**WHAT THIS TASK INVOLVES**. Return each entry exactly, so that nothing in the data differs from the original.

**DATA SUPPLIED**.

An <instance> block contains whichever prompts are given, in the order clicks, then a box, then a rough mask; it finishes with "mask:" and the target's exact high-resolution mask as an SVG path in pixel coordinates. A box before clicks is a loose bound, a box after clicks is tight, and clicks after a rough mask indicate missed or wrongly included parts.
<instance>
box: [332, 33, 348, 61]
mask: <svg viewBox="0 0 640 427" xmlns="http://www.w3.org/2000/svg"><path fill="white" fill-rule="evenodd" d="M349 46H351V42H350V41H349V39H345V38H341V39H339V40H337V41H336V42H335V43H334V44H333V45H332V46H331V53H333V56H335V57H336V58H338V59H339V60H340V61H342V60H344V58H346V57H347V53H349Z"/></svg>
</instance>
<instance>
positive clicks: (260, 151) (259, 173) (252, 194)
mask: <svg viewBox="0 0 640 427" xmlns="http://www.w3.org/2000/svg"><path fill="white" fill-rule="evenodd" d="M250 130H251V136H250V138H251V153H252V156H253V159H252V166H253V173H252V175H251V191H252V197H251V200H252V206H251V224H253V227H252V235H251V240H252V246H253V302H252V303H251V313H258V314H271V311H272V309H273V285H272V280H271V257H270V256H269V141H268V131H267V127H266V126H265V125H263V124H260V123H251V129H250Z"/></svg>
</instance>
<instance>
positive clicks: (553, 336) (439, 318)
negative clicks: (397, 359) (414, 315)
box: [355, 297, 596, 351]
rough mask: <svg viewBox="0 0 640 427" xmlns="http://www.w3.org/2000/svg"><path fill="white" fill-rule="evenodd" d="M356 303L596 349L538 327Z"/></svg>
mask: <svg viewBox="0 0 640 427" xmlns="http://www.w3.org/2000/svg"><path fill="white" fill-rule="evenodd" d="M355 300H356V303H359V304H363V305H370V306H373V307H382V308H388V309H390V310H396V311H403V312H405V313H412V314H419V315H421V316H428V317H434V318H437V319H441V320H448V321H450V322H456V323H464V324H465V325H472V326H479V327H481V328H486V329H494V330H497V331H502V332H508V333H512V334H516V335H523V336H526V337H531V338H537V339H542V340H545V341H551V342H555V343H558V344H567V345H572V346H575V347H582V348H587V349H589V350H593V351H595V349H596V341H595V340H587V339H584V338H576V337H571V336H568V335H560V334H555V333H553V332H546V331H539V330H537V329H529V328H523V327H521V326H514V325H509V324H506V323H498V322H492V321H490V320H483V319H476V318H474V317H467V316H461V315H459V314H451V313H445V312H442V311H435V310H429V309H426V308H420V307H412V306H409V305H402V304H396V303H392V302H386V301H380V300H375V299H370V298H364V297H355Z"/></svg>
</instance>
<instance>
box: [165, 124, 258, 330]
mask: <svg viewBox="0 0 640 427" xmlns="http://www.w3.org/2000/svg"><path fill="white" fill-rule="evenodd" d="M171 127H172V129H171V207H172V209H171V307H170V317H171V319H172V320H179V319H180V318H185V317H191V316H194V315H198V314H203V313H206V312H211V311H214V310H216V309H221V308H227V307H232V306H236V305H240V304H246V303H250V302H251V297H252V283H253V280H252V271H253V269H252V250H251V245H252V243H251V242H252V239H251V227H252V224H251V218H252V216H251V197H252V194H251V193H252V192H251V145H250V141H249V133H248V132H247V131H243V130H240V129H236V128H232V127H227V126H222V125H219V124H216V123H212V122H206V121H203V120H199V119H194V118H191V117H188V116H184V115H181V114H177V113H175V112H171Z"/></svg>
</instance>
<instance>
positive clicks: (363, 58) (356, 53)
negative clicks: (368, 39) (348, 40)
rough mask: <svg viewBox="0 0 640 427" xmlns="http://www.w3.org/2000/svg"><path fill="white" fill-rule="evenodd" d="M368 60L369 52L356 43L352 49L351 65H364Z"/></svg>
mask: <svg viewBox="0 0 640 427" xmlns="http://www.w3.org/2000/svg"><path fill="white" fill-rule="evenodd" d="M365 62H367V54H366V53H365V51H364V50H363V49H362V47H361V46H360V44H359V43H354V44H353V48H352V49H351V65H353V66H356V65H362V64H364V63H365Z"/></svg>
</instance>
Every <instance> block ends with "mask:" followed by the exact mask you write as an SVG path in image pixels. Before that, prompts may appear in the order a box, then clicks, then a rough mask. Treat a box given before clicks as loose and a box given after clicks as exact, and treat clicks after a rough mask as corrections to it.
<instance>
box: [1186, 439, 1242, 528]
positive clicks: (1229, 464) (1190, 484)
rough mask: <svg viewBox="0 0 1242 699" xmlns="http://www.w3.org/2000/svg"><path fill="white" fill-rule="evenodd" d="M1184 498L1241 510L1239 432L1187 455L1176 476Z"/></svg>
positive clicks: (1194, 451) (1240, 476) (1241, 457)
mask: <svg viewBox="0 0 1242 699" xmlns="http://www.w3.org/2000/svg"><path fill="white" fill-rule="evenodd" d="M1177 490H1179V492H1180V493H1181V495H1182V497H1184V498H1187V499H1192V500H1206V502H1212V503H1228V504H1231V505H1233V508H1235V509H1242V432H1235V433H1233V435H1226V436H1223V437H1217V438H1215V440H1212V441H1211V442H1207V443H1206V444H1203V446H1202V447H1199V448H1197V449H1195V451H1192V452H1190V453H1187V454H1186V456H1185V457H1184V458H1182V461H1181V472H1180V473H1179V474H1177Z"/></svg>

**ANSWER**.
An <instance> block contains whichever prompts are given, in the order clicks, then a box, then a rough mask; it finishes with "mask:" and the target's exact high-resolution mask as an SVG path in pixel coordinates. A box before clicks is a loose bound, a box after clicks is tight, and clicks after a rough mask indicate missed or wrongly included parts.
<instance>
box: [332, 33, 348, 61]
mask: <svg viewBox="0 0 640 427" xmlns="http://www.w3.org/2000/svg"><path fill="white" fill-rule="evenodd" d="M349 46H351V42H350V41H349V39H345V38H341V39H339V40H337V41H336V42H335V43H334V44H333V45H332V46H331V53H333V56H335V57H336V58H338V59H339V60H340V61H342V60H344V58H346V57H347V53H349Z"/></svg>
</instance>
<instance>
positive clicks: (260, 151) (259, 173) (252, 194)
mask: <svg viewBox="0 0 640 427" xmlns="http://www.w3.org/2000/svg"><path fill="white" fill-rule="evenodd" d="M250 130H251V136H250V138H251V153H252V156H253V159H252V166H253V173H252V175H251V191H252V197H251V200H252V206H251V224H253V227H252V235H251V240H252V246H253V302H252V303H251V313H258V314H271V311H272V309H273V285H272V280H271V257H270V256H269V141H268V131H267V127H266V126H265V125H263V124H260V123H251V129H250Z"/></svg>
</instance>
<instance>
positive clicks: (553, 336) (439, 318)
negative clicks: (397, 359) (414, 315)
box: [355, 297, 596, 351]
rough mask: <svg viewBox="0 0 640 427" xmlns="http://www.w3.org/2000/svg"><path fill="white" fill-rule="evenodd" d="M356 303L596 349L538 327Z"/></svg>
mask: <svg viewBox="0 0 640 427" xmlns="http://www.w3.org/2000/svg"><path fill="white" fill-rule="evenodd" d="M355 300H356V303H359V304H363V305H370V306H373V307H382V308H388V309H390V310H396V311H403V312H405V313H412V314H419V315H421V316H428V317H434V318H437V319H441V320H448V321H450V322H456V323H464V324H465V325H472V326H479V327H481V328H486V329H494V330H497V331H502V332H508V333H512V334H516V335H523V336H526V337H531V338H537V339H542V340H545V341H551V342H555V343H558V344H567V345H572V346H575V347H582V348H587V349H589V350H593V351H595V349H596V341H595V340H587V339H584V338H576V337H571V336H568V335H560V334H555V333H553V332H546V331H539V330H537V329H529V328H523V327H521V326H514V325H509V324H506V323H498V322H492V321H490V320H483V319H476V318H474V317H467V316H461V315H459V314H451V313H445V312H442V311H435V310H429V309H426V308H420V307H412V306H409V305H402V304H396V303H392V302H386V301H380V300H375V299H370V298H364V297H355Z"/></svg>
</instance>
<instance>
box: [165, 124, 258, 330]
mask: <svg viewBox="0 0 640 427" xmlns="http://www.w3.org/2000/svg"><path fill="white" fill-rule="evenodd" d="M171 127H172V129H171V207H172V209H171V307H170V317H171V319H172V320H179V319H180V318H185V317H191V316H194V315H198V314H203V313H206V312H211V311H214V310H216V309H221V308H227V307H232V306H236V305H240V304H246V303H250V302H251V297H252V283H253V280H252V271H253V269H252V250H251V245H252V243H251V242H252V239H251V227H252V224H251V218H252V216H251V197H252V194H251V193H252V192H251V145H250V141H249V133H248V132H247V131H243V130H240V129H236V128H232V127H227V126H222V125H219V124H216V123H212V122H206V121H203V120H199V119H194V118H191V117H188V116H184V115H181V114H177V113H175V112H171Z"/></svg>
</instance>
<instance>
positive clicks: (363, 58) (356, 53)
negative clicks: (368, 39) (348, 40)
rough mask: <svg viewBox="0 0 640 427" xmlns="http://www.w3.org/2000/svg"><path fill="white" fill-rule="evenodd" d="M368 60L369 52L356 43L352 49L351 65H364Z"/></svg>
mask: <svg viewBox="0 0 640 427" xmlns="http://www.w3.org/2000/svg"><path fill="white" fill-rule="evenodd" d="M365 62H367V54H366V53H365V51H364V50H363V49H362V47H361V46H360V44H359V43H354V44H353V48H352V49H351V65H353V66H356V65H362V64H364V63H365Z"/></svg>
</instance>
Every <instance> block ends with "mask:" followed by the exact mask you write as an SVG path in image pixels. Before that, prompts may appear in the order a box, then clicks, then a rough mask. Treat a box given before clicks as loose and a box given after clicks as exact, and treat clicks after a rough mask as corrections to it.
<instance>
box: [1186, 439, 1242, 528]
positive clicks: (1229, 464) (1190, 484)
rough mask: <svg viewBox="0 0 1242 699" xmlns="http://www.w3.org/2000/svg"><path fill="white" fill-rule="evenodd" d="M1184 498L1241 510L1239 432L1187 455L1176 476Z"/></svg>
positive clicks: (1194, 451) (1240, 476) (1241, 457)
mask: <svg viewBox="0 0 1242 699" xmlns="http://www.w3.org/2000/svg"><path fill="white" fill-rule="evenodd" d="M1177 490H1179V492H1180V493H1181V495H1182V497H1184V498H1187V499H1192V500H1206V502H1212V503H1228V504H1231V505H1233V508H1235V509H1242V432H1235V433H1233V435H1226V436H1223V437H1217V438H1215V440H1212V441H1211V442H1207V443H1206V444H1203V446H1202V447H1199V448H1197V449H1195V451H1192V452H1190V453H1187V454H1186V456H1185V457H1184V458H1182V461H1181V472H1180V473H1179V474H1177Z"/></svg>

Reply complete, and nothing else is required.